**DATA TO PROCESS**
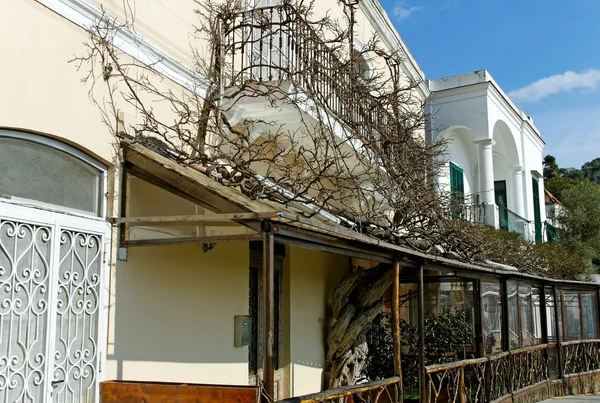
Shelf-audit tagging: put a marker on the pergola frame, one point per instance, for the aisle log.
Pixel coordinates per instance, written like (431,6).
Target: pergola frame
(271,223)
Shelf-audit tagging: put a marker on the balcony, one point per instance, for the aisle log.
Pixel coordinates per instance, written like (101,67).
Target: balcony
(510,221)
(276,52)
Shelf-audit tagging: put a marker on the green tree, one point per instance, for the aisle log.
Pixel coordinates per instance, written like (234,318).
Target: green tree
(557,184)
(551,169)
(581,219)
(591,170)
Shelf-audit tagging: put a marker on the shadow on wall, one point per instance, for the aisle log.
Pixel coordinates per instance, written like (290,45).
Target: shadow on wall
(173,314)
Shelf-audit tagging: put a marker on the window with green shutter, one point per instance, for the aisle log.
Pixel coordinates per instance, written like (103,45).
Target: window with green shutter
(457,185)
(536,211)
(457,189)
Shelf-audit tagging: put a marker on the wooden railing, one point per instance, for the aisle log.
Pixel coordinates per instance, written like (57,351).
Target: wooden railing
(489,378)
(386,390)
(580,356)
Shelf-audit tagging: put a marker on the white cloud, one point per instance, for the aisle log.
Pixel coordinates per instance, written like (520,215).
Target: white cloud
(402,11)
(555,84)
(449,4)
(571,135)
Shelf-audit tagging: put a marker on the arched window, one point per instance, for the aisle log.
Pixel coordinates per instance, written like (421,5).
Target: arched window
(36,168)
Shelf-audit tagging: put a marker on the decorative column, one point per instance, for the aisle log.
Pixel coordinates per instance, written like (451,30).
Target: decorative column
(486,180)
(519,206)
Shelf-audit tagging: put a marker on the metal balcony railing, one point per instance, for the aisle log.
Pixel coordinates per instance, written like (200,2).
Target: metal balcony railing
(275,45)
(510,221)
(470,212)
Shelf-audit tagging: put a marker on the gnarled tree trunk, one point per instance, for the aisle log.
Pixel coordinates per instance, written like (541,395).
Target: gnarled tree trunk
(357,300)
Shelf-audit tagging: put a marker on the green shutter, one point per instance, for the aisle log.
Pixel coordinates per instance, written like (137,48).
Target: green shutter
(536,211)
(457,184)
(457,190)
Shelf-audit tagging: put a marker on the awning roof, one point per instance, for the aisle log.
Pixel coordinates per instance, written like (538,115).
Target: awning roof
(291,226)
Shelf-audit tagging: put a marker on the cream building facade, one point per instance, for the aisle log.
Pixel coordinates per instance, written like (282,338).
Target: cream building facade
(78,307)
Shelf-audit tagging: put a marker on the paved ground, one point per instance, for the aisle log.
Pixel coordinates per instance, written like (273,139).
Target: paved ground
(575,399)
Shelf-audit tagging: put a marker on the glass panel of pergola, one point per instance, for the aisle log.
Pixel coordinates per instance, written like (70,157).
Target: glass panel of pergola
(579,311)
(524,315)
(450,309)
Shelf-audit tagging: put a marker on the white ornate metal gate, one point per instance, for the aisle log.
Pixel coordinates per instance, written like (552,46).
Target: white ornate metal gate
(52,307)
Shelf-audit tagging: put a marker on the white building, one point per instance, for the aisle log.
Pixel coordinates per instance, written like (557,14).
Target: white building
(74,312)
(495,151)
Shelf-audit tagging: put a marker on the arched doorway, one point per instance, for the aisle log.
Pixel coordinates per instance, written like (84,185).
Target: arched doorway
(53,269)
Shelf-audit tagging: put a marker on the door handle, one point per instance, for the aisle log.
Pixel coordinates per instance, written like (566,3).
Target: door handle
(56,383)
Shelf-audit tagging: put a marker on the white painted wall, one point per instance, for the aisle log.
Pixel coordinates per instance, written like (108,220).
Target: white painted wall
(313,276)
(475,103)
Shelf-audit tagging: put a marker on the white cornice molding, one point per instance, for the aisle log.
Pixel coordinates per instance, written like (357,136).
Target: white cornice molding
(379,19)
(83,14)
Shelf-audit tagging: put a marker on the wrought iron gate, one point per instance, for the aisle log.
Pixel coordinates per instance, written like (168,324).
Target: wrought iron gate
(51,305)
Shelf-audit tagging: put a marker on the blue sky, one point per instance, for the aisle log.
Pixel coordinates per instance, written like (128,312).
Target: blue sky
(544,53)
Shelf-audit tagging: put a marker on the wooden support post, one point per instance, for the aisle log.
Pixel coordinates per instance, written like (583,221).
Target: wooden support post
(544,320)
(505,323)
(124,205)
(479,339)
(421,313)
(461,386)
(396,328)
(269,314)
(558,332)
(597,312)
(543,314)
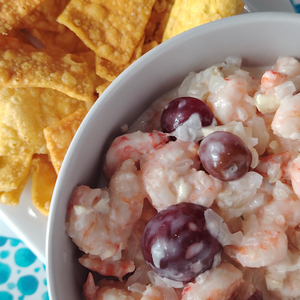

**ASSIGNED TASK**
Return, with no change at all, every line in the entries above from the line containing "Pixel coordinates per instance, written like (103,45)." through the line containing "Pixel coordinates per instance, written like (57,351).".

**TASK RESULT**
Pixel coordinates per instance, written like (103,45).
Target: window with green shutter
(457,185)
(536,211)
(457,189)
Shelf-audit tagging: put a marker on the wooden railing, one point per instance, for the aisle log.
Pixel coordinates per instance, written like (57,351).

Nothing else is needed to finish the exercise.